**How to complete this task:** Show every line in the records that contains the string "positive", treating uppercase and lowercase as different.

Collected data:
* * * *

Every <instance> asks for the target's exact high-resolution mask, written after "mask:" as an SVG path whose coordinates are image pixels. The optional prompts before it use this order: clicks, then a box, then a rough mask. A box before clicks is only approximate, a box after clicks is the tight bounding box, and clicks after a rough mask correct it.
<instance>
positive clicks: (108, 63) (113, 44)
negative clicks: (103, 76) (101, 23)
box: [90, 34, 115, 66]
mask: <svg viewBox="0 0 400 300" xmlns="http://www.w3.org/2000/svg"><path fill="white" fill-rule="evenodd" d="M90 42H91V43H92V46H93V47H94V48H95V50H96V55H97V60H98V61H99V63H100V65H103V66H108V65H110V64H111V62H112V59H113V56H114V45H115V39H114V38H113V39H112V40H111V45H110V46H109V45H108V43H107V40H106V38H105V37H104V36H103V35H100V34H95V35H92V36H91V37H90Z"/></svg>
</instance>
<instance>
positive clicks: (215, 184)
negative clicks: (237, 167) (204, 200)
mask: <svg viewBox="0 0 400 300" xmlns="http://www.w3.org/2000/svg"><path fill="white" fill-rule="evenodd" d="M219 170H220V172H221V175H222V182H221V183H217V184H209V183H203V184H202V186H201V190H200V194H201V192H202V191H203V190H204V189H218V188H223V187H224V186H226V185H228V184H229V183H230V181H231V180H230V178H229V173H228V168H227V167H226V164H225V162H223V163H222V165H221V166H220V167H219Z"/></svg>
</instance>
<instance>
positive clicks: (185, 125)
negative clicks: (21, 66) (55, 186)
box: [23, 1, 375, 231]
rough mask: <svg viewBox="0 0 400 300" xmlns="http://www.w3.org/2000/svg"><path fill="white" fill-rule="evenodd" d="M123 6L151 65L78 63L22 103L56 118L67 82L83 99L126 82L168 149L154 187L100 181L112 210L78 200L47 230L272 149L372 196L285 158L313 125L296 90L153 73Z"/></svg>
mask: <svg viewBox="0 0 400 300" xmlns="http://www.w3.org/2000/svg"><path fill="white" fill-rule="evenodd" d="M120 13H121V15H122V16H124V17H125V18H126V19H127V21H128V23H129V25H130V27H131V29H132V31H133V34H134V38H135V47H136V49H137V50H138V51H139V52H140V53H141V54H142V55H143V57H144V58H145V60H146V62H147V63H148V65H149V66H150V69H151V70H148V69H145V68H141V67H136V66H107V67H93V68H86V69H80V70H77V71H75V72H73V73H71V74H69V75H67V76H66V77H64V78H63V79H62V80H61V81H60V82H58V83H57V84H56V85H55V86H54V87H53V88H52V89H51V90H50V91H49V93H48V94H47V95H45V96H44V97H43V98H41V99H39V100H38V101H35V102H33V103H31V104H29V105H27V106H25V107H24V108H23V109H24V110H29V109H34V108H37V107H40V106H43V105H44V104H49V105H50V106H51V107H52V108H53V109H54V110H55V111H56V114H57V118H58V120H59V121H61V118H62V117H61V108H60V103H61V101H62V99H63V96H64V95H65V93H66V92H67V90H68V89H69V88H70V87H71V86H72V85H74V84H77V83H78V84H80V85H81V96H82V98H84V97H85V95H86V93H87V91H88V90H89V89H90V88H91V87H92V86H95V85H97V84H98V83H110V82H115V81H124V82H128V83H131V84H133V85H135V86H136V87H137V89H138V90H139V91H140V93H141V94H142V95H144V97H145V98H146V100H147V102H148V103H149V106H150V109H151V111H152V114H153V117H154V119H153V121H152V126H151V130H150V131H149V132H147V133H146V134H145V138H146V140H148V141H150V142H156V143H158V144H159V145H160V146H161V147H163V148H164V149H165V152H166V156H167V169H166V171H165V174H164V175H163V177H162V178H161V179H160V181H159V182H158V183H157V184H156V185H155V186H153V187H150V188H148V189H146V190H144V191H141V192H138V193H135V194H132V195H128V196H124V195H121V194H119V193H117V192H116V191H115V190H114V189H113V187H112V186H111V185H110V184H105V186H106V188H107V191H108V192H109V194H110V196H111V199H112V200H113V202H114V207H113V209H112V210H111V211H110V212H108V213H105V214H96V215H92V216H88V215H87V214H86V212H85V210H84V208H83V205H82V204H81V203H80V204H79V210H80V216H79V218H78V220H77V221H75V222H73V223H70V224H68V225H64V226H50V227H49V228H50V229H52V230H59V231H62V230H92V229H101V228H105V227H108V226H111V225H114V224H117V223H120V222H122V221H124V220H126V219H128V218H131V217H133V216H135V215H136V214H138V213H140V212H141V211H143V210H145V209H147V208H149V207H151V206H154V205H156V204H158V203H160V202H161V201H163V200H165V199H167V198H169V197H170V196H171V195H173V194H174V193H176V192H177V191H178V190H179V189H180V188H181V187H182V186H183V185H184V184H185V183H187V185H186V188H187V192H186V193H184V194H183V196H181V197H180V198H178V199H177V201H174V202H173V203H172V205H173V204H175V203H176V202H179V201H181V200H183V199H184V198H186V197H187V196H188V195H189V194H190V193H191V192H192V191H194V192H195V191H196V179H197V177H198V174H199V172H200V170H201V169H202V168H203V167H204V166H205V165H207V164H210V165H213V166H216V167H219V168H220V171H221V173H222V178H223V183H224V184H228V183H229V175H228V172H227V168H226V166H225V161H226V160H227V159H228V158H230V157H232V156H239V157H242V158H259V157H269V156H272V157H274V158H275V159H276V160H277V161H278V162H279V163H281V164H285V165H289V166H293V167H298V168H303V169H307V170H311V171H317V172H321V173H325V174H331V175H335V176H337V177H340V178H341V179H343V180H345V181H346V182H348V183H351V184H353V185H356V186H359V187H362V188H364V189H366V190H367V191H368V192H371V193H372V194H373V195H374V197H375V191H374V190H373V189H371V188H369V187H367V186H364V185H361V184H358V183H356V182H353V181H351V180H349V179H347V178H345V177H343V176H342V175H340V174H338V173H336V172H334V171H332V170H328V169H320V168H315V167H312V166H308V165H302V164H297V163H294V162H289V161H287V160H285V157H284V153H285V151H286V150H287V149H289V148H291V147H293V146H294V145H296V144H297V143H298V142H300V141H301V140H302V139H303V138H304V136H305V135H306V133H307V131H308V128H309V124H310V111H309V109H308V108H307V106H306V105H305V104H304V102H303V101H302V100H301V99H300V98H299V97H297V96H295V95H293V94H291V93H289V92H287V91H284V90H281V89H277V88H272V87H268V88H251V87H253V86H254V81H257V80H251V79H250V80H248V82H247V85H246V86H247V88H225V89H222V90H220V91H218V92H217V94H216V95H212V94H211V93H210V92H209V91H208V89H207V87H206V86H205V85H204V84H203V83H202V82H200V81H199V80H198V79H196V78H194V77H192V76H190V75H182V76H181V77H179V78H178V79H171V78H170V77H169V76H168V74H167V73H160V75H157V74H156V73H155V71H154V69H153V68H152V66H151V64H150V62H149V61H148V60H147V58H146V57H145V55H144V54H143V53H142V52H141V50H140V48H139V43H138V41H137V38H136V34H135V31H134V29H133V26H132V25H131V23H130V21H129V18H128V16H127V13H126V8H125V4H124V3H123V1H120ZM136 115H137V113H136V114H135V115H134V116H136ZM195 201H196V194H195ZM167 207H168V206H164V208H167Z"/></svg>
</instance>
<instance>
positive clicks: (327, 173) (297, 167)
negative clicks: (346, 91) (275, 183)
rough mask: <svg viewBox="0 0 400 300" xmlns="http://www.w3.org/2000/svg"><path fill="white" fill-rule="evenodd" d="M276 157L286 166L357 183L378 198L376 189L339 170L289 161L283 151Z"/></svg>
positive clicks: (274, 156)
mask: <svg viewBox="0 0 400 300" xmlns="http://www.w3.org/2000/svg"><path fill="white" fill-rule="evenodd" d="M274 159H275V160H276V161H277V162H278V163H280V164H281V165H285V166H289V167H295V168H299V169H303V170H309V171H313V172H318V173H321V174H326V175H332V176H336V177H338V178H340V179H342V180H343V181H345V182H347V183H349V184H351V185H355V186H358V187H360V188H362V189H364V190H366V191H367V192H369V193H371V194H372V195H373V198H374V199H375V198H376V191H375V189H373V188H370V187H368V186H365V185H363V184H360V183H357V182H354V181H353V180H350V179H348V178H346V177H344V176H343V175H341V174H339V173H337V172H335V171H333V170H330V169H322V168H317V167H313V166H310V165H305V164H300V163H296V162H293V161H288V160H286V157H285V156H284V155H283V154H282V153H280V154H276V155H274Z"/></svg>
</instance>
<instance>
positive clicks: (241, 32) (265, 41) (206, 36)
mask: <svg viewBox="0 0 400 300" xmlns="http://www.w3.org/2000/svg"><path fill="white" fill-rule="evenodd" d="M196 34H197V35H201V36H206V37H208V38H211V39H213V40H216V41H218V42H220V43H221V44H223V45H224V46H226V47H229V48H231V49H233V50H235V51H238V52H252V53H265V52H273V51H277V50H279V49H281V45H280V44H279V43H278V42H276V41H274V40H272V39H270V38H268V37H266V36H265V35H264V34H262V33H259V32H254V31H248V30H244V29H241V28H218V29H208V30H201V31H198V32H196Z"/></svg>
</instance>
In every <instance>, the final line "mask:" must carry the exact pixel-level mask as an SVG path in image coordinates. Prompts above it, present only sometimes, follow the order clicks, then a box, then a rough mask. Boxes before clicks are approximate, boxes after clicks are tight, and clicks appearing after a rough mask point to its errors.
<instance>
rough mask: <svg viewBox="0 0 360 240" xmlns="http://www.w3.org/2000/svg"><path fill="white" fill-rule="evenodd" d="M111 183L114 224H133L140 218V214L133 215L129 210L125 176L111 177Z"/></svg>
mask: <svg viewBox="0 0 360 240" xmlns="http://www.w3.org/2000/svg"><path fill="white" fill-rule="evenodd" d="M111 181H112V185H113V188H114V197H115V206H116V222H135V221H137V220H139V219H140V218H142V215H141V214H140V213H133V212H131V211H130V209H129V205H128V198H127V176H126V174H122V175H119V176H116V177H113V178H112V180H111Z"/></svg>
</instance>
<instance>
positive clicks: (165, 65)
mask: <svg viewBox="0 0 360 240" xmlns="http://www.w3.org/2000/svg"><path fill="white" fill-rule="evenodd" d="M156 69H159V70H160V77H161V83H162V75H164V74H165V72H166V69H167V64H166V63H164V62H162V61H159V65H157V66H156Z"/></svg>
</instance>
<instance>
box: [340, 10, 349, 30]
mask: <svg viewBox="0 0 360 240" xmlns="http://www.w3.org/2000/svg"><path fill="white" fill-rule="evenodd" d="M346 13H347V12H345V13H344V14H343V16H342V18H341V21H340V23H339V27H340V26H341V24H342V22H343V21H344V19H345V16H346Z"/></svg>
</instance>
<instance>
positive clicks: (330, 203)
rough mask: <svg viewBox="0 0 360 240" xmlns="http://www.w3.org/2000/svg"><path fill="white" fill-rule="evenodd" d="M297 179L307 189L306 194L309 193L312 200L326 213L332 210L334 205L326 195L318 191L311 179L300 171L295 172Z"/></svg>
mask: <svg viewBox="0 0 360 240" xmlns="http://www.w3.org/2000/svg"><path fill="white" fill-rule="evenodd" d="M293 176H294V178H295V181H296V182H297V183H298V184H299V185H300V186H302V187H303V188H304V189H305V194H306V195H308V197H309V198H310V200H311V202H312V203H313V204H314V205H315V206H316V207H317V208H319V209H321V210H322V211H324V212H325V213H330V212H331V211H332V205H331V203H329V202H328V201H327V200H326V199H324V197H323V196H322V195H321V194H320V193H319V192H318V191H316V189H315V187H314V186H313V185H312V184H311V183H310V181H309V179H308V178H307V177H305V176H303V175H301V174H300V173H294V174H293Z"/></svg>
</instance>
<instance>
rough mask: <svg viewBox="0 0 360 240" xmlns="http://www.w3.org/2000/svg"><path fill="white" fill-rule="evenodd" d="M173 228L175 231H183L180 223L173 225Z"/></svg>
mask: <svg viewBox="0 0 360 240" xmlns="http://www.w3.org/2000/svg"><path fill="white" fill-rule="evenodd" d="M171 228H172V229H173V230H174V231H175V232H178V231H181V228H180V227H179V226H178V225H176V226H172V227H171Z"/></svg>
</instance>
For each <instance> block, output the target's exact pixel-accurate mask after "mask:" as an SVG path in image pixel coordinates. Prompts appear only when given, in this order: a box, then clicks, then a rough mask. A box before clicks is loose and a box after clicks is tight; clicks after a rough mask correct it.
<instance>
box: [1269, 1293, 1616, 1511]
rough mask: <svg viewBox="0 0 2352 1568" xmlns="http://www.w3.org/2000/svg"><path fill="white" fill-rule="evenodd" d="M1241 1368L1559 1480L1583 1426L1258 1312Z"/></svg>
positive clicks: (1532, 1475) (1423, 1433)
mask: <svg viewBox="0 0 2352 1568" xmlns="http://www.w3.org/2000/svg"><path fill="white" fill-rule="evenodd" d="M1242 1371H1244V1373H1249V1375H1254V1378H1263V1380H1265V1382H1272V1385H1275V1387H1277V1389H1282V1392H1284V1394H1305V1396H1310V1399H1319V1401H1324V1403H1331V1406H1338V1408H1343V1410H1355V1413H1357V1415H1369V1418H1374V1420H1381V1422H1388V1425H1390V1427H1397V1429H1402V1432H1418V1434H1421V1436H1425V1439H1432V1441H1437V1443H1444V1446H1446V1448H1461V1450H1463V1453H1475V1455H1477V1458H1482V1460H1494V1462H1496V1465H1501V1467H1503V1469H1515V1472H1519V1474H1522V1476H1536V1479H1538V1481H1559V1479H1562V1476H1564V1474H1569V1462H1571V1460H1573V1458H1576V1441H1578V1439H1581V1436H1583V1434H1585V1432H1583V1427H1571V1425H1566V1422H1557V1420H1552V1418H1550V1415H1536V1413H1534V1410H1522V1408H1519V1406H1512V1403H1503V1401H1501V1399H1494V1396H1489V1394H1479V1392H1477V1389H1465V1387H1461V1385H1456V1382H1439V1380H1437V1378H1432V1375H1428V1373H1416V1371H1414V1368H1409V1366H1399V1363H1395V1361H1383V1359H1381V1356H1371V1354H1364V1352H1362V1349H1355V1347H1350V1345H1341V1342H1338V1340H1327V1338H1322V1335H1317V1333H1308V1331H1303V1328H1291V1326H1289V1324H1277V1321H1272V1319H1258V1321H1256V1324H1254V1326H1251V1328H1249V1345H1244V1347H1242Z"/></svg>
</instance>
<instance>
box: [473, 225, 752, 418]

* * * *

**Problem solution:**
positive clicks: (108, 63) (113, 44)
positive clicks: (215, 184)
positive clicks: (185, 125)
positive clicks: (327, 173) (297, 167)
positive clicks: (274, 156)
positive clicks: (241, 32) (265, 41) (206, 36)
positive clicks: (165, 65)
positive clicks: (330, 203)
positive clicks: (1532, 1475) (1423, 1433)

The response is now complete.